BRIEF A
List every package that the setup code on the Diffusion Lens page installs with pip.
BRIEF B
Give only the lines of the listing from the one holding "Category: black metal railing" through the end of the listing, both included, with "Category" swapped for "Label" and everything else unchanged.

Diffusion Lens¶
Introduction¶
🔎 Diffusion Lens is a technique to observe the inner computations of Diffusion Models, developed by Michael Toker in his paper, Diffusion Lens: Interpreting Text Encoders in Text-to-Image Pipelines (Project Website, ACL Paper).
Colab: exercises
Diffusion models produce images from text by first encoding text into numerical embeddings, which then guide image generation through a diffusion denoising process. Text encoder models can be trained along with the diffusion model, or models may use pretrained text encoders like CLIP.
Diffusion Lens works by generating images from the text encoder's intermediate representations during text embedding, allowing us to visualize how the model encodes text as its computations move throughout its layers. The original Diffusion Lens paper revealed some fascinating insights into the text encoding process, finding differences in encoding between types of text encoders and the process of encoding different complexities of prompts. For instance, the authors observed that text encoders tend to embed common knowledge at earlier layers than uncommon knowledge. Another key finding was that different text encoders can encode the same prompt in different orders. For compound prompts with two nouns, they found that T5 and CLIP text encoders approached the encoding process differently.
Text encoders differ in computation process (Toker et al.): Diffusion models prompted with a compound prompt tend to represent concepts individually before combining them in the final embedding, and that the order of concepts introduced can vary between text encoding models (T5 vs CLIP). While processing a text prompt, T5 tended to represent the second noun first, while CLIP tended to represent the first noun first.
Let's test to see if this holds using NNsight and Diffusion Lens! We will use the prompt "A few people are in the ocean splashing around" to see if we can replicate the results from the paper. We will use Stable Diffusion 1.5 which uses a CLIP encoder and Deep Floyd which uses a T5 encoder. We will also explore the behavior of a few other models that weren't investigated in the paper.
Setup¶
If you are running in Colab, install NNsight and ensure you are connected to GPU. NOTE: Colab built-in T4 GPUs will only have enough GPU RAM to run one model at a time. You will need to disconnect and restart the session to run multiple models. After restarting the session, you can rerun this setup section and then skip ahead to the model that you'd like to run.
from IPython.display import clear_output
import torch
try:
import google.colab
is_colab = True
if torch.cuda.is_available():
print("GPU is connected")
else:
print("GPU is not connected: Please restart session with a GPU")
except ImportError:
is_colab = False
if is_colab:
!pip install --no-deps nnsight
!pip install msgspec python-socketio[client]
!pip install ftfy
clear_output()
Let's do our imports. We will be using the DiffusionModel class of NNsight for this exercise.

DATA FOR THIS TASK
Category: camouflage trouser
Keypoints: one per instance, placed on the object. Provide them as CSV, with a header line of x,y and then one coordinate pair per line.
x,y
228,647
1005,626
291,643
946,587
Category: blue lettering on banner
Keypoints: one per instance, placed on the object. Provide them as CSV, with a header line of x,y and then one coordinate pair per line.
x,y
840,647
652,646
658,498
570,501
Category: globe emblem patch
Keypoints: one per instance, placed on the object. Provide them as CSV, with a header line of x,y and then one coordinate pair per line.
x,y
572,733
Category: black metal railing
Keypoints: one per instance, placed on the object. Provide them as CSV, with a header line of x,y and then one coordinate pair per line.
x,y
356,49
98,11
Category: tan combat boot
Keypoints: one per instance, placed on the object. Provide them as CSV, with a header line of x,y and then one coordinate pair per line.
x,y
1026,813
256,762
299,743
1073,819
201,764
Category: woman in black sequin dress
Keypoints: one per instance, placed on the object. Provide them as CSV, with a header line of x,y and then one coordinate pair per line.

WRITTEN ANSWER A
nnsight, msgspec, python-socketio[client], ftfy

WRITTEN ANSWER B
Label: black metal railing
Keypoints: one per instance, placed on the object. Provide them as CSV, with a header line of x,y and then one coordinate pair per line.
x,y
356,49
98,11
Label: tan combat boot
Keypoints: one per instance, placed on the object. Provide them as CSV, with a header line of x,y and then one coordinate pair per line.
x,y
1026,813
256,762
299,743
1073,819
201,764
Label: woman in black sequin dress
Keypoints: one per instance, placed on the object. Provide them as CSV, with a header line of x,y and then one coordinate pair per line.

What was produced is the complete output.